• **Set exercise**
Return the whole listing, keeping every character the same.

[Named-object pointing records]
* * * * *
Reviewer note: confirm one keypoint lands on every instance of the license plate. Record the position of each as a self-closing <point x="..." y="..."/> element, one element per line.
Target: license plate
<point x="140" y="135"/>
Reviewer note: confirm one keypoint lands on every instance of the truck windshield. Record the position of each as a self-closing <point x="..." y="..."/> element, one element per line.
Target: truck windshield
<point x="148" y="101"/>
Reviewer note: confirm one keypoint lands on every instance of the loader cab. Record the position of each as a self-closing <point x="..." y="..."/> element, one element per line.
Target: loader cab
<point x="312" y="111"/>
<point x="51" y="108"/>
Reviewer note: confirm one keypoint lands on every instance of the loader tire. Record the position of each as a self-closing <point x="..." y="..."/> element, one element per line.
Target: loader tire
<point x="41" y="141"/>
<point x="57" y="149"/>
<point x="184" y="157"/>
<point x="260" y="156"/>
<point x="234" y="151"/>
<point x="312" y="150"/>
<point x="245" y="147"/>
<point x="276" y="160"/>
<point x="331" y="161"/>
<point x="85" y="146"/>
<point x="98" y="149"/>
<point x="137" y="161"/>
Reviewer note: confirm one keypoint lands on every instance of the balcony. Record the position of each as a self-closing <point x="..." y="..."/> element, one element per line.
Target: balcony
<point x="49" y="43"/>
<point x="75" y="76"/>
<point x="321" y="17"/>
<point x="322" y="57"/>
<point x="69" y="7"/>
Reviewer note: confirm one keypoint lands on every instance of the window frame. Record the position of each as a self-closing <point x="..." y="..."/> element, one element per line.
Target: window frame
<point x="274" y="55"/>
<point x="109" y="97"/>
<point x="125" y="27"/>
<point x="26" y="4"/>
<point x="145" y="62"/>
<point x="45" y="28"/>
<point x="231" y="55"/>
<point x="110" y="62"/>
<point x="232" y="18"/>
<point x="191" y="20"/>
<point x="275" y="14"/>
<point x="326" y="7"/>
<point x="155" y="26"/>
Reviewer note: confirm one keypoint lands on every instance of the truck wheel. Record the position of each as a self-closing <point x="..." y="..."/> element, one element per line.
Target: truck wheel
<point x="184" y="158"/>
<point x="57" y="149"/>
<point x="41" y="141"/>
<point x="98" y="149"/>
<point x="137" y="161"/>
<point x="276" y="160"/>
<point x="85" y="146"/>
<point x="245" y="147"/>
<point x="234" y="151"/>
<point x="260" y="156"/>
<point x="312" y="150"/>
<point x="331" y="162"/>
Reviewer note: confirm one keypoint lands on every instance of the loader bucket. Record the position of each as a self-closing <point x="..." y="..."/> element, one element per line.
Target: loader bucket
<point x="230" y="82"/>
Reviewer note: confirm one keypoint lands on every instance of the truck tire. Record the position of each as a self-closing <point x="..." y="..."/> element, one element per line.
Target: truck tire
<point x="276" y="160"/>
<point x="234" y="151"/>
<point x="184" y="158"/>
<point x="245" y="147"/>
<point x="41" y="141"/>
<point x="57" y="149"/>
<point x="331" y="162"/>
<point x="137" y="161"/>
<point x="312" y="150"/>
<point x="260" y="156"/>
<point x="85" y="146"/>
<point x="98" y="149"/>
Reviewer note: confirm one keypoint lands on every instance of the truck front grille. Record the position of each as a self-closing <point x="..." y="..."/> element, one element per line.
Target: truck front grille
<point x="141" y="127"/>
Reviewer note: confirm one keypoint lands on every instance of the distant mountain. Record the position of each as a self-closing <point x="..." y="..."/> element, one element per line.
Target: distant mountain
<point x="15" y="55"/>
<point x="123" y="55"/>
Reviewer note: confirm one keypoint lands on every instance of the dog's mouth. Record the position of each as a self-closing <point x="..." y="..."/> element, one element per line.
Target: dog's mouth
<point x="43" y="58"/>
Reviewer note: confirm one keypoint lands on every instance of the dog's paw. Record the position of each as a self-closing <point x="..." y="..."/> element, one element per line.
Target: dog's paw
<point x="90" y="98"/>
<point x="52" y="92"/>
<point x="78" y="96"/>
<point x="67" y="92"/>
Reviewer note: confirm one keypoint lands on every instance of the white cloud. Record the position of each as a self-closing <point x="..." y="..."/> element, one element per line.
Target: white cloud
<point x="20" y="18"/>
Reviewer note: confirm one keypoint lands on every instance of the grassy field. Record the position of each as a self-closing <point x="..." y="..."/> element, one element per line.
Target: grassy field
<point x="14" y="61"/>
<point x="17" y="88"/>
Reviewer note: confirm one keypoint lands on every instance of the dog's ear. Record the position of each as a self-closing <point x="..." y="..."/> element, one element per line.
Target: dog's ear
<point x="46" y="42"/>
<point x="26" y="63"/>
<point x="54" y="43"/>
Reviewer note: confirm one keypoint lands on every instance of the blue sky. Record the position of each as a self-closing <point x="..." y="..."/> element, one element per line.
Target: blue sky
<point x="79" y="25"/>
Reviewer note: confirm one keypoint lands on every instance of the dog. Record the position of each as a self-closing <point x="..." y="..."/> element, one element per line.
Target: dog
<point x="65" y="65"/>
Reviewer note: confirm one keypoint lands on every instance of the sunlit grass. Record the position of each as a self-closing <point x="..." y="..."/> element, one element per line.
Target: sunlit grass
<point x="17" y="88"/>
* * * * *
• **Answer for this exercise**
Reviewer note: confirm one keypoint lands on every instance of the license plate. Record the position of each as a self-closing <point x="..." y="..."/> element, one element per line.
Target: license plate
<point x="140" y="135"/>
Reviewer note: confirm one keypoint lands on every instance of the truck windshield. Record the position of each as a self-closing <point x="..." y="..."/> element, one element per line.
Target: truck windshield
<point x="148" y="101"/>
Reviewer note: confirm one keypoint lands on every instance of the loader cab. Record the position of each as a self-closing <point x="..." y="..."/> element, one element per line.
Target: loader cab
<point x="312" y="111"/>
<point x="51" y="108"/>
Reviewer note: confirm one keypoint lands on every instance of the loader tire. Record the position of each as a self-closing <point x="..." y="..."/> element, one element per line.
Target: loader tire
<point x="41" y="141"/>
<point x="57" y="149"/>
<point x="184" y="157"/>
<point x="260" y="156"/>
<point x="234" y="151"/>
<point x="312" y="150"/>
<point x="245" y="147"/>
<point x="276" y="160"/>
<point x="331" y="161"/>
<point x="85" y="146"/>
<point x="98" y="149"/>
<point x="137" y="161"/>
Reviewer note: confirm one keypoint lands on every instance of the balcony. Record the position of each as a self-closing <point x="..." y="..."/> element, one element per line.
Target: balcony
<point x="49" y="43"/>
<point x="75" y="76"/>
<point x="321" y="17"/>
<point x="322" y="57"/>
<point x="69" y="7"/>
Reviewer note: confirm one keypoint lands on every instance of the window frame. Record the position of each as a self-closing <point x="..." y="..."/> element, one element per line.
Target: window frame
<point x="274" y="55"/>
<point x="109" y="97"/>
<point x="125" y="27"/>
<point x="26" y="4"/>
<point x="145" y="62"/>
<point x="45" y="28"/>
<point x="231" y="55"/>
<point x="110" y="62"/>
<point x="232" y="18"/>
<point x="191" y="20"/>
<point x="275" y="14"/>
<point x="326" y="7"/>
<point x="155" y="26"/>
Reviewer note: confirm one keypoint lands on every instance of the truck wheel. Record the position of each as a self-closing <point x="..." y="..."/> element, one element per line.
Target: truck wheel
<point x="184" y="158"/>
<point x="57" y="149"/>
<point x="41" y="141"/>
<point x="98" y="149"/>
<point x="137" y="161"/>
<point x="276" y="160"/>
<point x="85" y="146"/>
<point x="245" y="147"/>
<point x="234" y="151"/>
<point x="260" y="156"/>
<point x="312" y="150"/>
<point x="331" y="162"/>
Reviewer note: confirm one keypoint lands on every instance of the loader bucket. Record the position of each as a self-closing <point x="..." y="..."/> element, one element per line.
Target: loader bucket
<point x="230" y="82"/>
Reviewer note: confirm one keypoint lands on every instance of the truck tire. Record the position of each as a self-closing <point x="..." y="..."/> element, one element per line.
Target: truck tire
<point x="276" y="160"/>
<point x="234" y="151"/>
<point x="184" y="158"/>
<point x="245" y="147"/>
<point x="41" y="141"/>
<point x="57" y="149"/>
<point x="331" y="162"/>
<point x="137" y="161"/>
<point x="312" y="150"/>
<point x="260" y="156"/>
<point x="85" y="146"/>
<point x="98" y="149"/>
Reviewer note: confirm one keypoint lands on every instance of the truck front grille. Record the position of each as a self-closing <point x="..." y="..."/> element, one element per line.
Target: truck front grille
<point x="141" y="127"/>
Reviewer note: confirm one keypoint lands on every instance of the distant mountain. Record the position of each as a self-closing <point x="..." y="..."/> element, one element per line.
Target: distant mountain
<point x="15" y="55"/>
<point x="123" y="55"/>
Reviewer note: confirm one keypoint lands on every instance of the dog's mouth. Record the position of each as a self-closing <point x="..." y="..."/> element, one element per line.
Target: dog's mouth
<point x="43" y="58"/>
Reviewer note: confirm one keypoint lands on every instance of the dog's paw. Record the position of each as a self-closing <point x="..." y="..."/> element, one element per line.
Target: dog's paw
<point x="90" y="98"/>
<point x="52" y="92"/>
<point x="78" y="96"/>
<point x="67" y="92"/>
Reviewer note: confirm one keypoint lands on every instance of the white cloud. Record the position of each as a self-closing <point x="..." y="..."/> element, one element per line.
Target: white cloud
<point x="20" y="18"/>
Reviewer note: confirm one keypoint lands on every instance of the grassy field. Record the position of each as a self-closing <point x="..." y="..."/> element, one element per line.
Target: grassy field
<point x="14" y="61"/>
<point x="17" y="88"/>
Reviewer note: confirm one keypoint lands on every instance of the dog's ear. Record the position of each as a self-closing <point x="..." y="..."/> element, one element per line.
Target: dog's ear
<point x="46" y="42"/>
<point x="26" y="63"/>
<point x="54" y="43"/>
Reviewer note: confirm one keypoint lands on every instance of the blue sky. Record the position of each as a self-closing <point x="..." y="..."/> element, one element per line.
Target: blue sky
<point x="79" y="25"/>
Reviewer note: confirm one keypoint lands on every instance of the dog. Record the position of each as a self-closing <point x="..." y="..."/> element, one element per line.
Target: dog
<point x="65" y="65"/>
Reviewer note: confirm one keypoint lands on every instance of the sunlit grass. Record the position of each as a self-closing <point x="..." y="..."/> element, one element per line.
Target: sunlit grass
<point x="17" y="88"/>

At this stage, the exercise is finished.